▸ **Extract provided**
--*--

My name is Shamima Aktar and I am a responsible member of my society working as an organizer at Bangladesh Garment and Industrial Workers’ Federation (BGIWF). This was not the case 10 years back. My father was diagnosed with cancer and our family of seven had difficulty making ends meet. Thus, I had to begin working when I was in eighth grade in a small organization that help street children in my community.
From then on, I never looked back, I worked in a garments factory and still managed to acquire a GPA 5 in SSC examination, and this made my father proud. But I did not forget about the hardship that my colleagues and I went through in the garments factory. We were deprived of our basic rights and even more, we did not even know what our rights were. There were chronic shortage of drinking water, bathroom facilities and space for moving around. I always wished I could do something to improve the conditions, do something so that we could receive the minimal facilities.
Then in 2014, I joined BGIWF. I got the opportunity to struggle toward those goals of mine. Things were already on the move due to the Rana Plaza tragedy just a year back. Infrastructure was improving, emergency exit and fire safety was put in place and many factories were relocated from residential buildings to Ashulia, Savar and Narayanganj.
I believed that the workers must be aware of their rights and they must be united to achieve them. That is what we do at BGIWF—we train them to let them know what they deserve and we empower them so that they can claim their rights from the factory owners.
This work has put me in difficult situations and I would like to share one such event. In one factory where we helped to organize a trade union, the factory management called a meeting with us and the union to talk about a demand made by the worker’s union that the salaries must be paid [in a timely fashion]. The factory management would not grant it, and at one point we were locked and beaten. But what moved me was that hearing about our abuse, 17 trade unions around the community immediately came to our aid and barricaded the factory we were in.
Thus, I gathered my courage that the work we were doing was meaningful to many. The workers needed us on their side to be able to live in peace and I wish to [continue organizing workers] no matter how difficult it is for me.

--*--

▸ **Information given**
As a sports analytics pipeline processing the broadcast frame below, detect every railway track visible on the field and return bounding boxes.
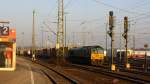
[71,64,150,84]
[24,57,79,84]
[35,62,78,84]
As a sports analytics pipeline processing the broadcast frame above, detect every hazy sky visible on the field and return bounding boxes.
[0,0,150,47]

--*--

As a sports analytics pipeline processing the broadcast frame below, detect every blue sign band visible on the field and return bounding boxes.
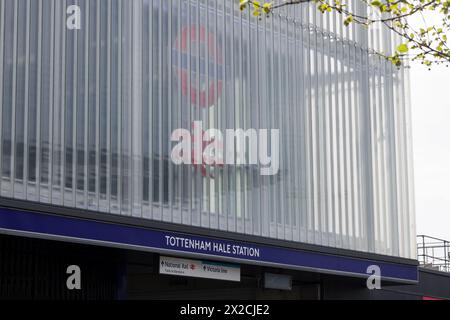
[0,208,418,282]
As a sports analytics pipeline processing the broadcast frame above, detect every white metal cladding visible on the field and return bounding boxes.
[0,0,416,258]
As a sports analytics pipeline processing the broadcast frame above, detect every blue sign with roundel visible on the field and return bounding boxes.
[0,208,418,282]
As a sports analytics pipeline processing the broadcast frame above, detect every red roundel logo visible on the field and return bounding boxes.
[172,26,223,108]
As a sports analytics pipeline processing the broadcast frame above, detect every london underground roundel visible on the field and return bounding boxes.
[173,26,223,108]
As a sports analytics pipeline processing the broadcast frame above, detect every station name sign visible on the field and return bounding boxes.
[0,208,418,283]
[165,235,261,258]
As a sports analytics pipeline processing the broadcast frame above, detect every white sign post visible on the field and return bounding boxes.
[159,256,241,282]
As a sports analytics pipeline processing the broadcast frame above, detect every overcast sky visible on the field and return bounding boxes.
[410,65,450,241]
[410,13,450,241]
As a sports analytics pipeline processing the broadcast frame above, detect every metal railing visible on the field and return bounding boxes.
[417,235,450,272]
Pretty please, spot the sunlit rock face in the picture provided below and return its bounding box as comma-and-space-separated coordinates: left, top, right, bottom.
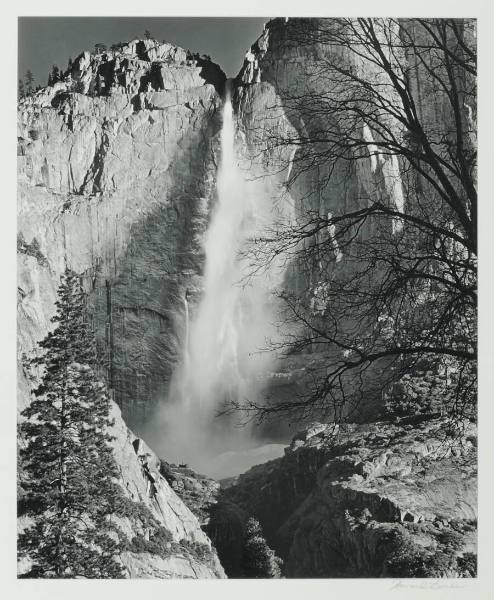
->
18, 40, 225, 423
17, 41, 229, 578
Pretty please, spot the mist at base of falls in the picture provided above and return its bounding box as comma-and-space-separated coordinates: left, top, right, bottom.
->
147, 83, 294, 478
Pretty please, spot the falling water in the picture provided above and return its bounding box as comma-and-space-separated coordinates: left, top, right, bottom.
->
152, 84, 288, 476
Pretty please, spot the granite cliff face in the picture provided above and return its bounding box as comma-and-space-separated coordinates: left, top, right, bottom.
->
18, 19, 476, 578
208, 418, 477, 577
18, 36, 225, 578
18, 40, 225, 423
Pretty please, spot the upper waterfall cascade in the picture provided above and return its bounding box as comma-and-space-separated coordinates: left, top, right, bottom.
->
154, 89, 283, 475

--*--

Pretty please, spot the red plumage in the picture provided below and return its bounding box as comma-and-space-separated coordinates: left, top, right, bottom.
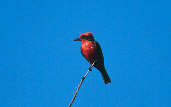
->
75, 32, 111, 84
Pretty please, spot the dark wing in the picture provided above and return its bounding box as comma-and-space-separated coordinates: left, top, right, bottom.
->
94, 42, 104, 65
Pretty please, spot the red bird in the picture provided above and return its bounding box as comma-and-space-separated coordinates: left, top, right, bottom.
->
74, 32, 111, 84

--*--

▸ **Required action 1**
According to the account, in what year did Shamima Aktar join BGIWF?
▸ **Required action 2**
Render this sentence from the account in Spanish: "I believed that the workers must be aware of their rights and they must be united to achieve them."
▸ **Required action 3**
Please return the passage of the account that starts at the words "From then on, I" and ends after "the minimal facilities.".
The entries are separate material and have no connection to the account.

▸ **Your solution 1**
She joined BGIWF in 2014.

▸ **Your solution 2**
Creía que los trabajadores debían conocer sus derechos y que debían estar unidos para conseguirlos.

▸ **Your solution 3**
From then on, I never looked back, I worked in a garments factory and still managed to acquire a GPA 5 in SSC examination, and this made my father proud. But I did not forget about the hardship that my colleagues and I went through in the garments factory. We were deprived of our basic rights and even more, we did not even know what our rights were. There were chronic shortage of drinking water, bathroom facilities and space for moving around. I always wished I could do something to improve the conditions, do something so that we could receive the minimal facilities.